Casa dolce (?) casa
Stare in apprensione per qualcosa sbrana a piccoli bocconi, eppure sbrana, gran parte della propria vita. Ci sono motivi validi per stare in apprensione e spesso giustificati. Lo fa una mamma che veglia sul sonno dei propri figli. Lo fa uno studente per la sua prima interrogazione. Lo fa un malato che aspetta di sapere quale sia la sua malattia. Poi ci sono motivi meno giustificabili dovuti alla sfortuna e pure all’imperizia altrui. Da quando, nel dicembre del 2008, il vento ha strappato via il cornicione del terrazzo facendolo finire una parte su un’auto in sosta e un’altra su una macchina in transito io credo di aver perso dieci anni di vita e di aver guadagnato un pugno di capelli bianchi in più. E’ buffo dover ammettere che nella sfortuna sono stata fortunata. Nessuno si è fatto male, a parte me. Perché da quel momento ogni singolo alito di vento, ogni piccola goccia di pioggia o tremolio dovuto ad un camion che passa per la strada mi causano veri e propri attacchi di panico. Ogni volta che suona il campanello di casa e non aspetto nessuno, mi immagino chissà quale altra catastrofe. Vivere in questa casa mi fa stare in apprensione ed è un controsenso, perché la casa accoglie, protegge dal mondo lì fuori e invece sono io che devo proteggermi.
Io non so se esistono medicine, metodi o parole magiche per scacciare via questo fantasma dalla mia testa, ma mi rendo conto che ogni volta che spolvero un soprammobile, ogni volta che cucino una torta o sto seduta sul divano a leggere un libro o a guardare il mio telefilm preferito non riesco a goderne in pieno perché temo che la casa che mi accoglie possa decidere di tirarmi un altro brutto scherzo. Come se non bastassero i gechi!
Ho passato buona parte delle ferie a renderla più accogliente, ma questo non basta a renderla più sicura. Ci vorrebbero molti soldi che adesso non ho e che non credo avrò nei prossimi anni visto come vanno le cose. Così non mi resta che stare in apprensione perché non posso seguire la mia natura di porre rimedio al problema, ma mi tocca stare con le braccia incrociate a sperare che l’altrui imperizia non abbia causato altri danni dei quali non me ne sono ancora accorta.

*COMPITI ED ESERCIZI*.
A – Per favore, restituisci il passo del testo scelto che va da "Io non so se" fino a "bastassero i gechi!" compreso.
B – Secondo il testo scelto, in quale mese e anno il vento ha strappato via il cornicione del terrazzo?

*DATI ELENCATI*.

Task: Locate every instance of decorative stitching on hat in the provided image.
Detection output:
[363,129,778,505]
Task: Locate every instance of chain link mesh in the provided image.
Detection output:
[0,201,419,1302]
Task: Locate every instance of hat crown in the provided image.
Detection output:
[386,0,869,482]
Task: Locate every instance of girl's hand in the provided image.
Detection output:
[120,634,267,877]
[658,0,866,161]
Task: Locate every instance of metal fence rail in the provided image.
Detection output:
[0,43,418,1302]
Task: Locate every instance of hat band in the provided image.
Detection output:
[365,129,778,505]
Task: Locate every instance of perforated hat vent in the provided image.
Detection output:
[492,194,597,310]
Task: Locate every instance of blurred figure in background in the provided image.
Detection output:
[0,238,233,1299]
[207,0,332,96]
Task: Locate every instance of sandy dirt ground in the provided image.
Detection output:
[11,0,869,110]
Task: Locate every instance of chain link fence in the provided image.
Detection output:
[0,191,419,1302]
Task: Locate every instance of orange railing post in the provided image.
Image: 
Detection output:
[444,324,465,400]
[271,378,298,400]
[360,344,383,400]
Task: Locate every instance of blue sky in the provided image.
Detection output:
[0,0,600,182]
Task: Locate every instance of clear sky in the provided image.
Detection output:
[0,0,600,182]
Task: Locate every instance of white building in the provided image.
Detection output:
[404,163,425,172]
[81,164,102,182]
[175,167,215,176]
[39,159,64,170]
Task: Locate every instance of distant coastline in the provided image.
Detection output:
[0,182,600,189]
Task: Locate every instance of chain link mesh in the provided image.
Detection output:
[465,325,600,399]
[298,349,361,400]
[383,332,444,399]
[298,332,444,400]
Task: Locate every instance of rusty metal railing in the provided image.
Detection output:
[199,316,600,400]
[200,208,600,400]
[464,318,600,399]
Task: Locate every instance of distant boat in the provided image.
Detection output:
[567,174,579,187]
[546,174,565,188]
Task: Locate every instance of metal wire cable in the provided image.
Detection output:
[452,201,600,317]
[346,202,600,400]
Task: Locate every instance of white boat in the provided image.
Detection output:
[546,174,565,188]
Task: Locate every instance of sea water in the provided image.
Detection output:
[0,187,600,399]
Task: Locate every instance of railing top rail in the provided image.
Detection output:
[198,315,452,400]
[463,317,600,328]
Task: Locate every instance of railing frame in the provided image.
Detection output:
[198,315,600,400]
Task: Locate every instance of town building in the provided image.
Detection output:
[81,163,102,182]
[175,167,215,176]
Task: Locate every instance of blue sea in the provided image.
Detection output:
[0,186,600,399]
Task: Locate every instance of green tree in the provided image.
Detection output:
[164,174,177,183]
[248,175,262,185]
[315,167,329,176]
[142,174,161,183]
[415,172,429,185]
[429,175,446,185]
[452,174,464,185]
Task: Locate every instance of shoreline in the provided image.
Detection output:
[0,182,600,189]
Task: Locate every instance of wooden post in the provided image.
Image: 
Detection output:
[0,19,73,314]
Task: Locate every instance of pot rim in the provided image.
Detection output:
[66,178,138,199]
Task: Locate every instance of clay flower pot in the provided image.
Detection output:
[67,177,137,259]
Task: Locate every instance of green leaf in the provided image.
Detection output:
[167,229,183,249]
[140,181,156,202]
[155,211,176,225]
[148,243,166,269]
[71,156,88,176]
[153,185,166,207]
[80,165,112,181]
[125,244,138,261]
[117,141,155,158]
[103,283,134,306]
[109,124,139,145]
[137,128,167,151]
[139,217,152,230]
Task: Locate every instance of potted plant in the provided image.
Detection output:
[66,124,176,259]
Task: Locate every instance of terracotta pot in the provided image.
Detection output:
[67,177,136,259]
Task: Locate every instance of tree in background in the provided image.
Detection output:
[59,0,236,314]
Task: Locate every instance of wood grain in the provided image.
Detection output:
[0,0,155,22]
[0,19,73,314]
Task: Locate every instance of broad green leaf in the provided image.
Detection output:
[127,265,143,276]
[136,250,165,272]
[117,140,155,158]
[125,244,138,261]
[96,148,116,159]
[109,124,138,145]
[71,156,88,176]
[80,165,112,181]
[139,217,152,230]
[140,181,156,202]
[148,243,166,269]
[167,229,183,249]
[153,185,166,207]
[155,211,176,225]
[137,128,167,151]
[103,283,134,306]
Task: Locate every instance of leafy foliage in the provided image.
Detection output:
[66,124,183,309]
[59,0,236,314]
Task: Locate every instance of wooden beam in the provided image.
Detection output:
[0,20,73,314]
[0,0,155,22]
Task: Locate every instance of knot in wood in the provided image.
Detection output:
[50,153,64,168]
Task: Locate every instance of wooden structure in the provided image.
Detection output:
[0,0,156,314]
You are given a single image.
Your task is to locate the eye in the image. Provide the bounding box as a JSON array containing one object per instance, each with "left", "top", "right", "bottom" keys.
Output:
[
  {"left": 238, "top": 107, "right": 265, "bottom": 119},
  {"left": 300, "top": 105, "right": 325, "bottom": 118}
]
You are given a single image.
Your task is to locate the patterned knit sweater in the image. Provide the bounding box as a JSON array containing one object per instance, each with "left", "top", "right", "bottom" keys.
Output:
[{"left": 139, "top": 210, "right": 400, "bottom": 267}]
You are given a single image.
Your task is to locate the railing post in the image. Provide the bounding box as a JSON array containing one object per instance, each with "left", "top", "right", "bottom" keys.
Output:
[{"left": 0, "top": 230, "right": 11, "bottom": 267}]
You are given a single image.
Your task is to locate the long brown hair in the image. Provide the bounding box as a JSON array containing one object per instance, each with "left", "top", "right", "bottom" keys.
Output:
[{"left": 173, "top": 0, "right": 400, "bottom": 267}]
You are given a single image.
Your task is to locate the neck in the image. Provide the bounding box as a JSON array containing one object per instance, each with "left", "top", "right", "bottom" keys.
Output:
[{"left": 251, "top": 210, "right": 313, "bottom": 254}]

*SOLUZIONI DEI COMPITI*.
A –
Io non so se esistono medicine, metodi o parole magiche per scacciare via questo fantasma dalla mia testa, ma mi rendo conto che ogni volta che spolvero un soprammobile, ogni volta che cucino una torta o sto seduta sul divano a leggere un libro o a guardare il mio telefilm preferito non riesco a goderne in pieno perché temo che la casa che mi accoglie possa decidere di tirarmi un altro brutto scherzo. Come se non bastassero i gechi!

B – Nel dicembre del 2008.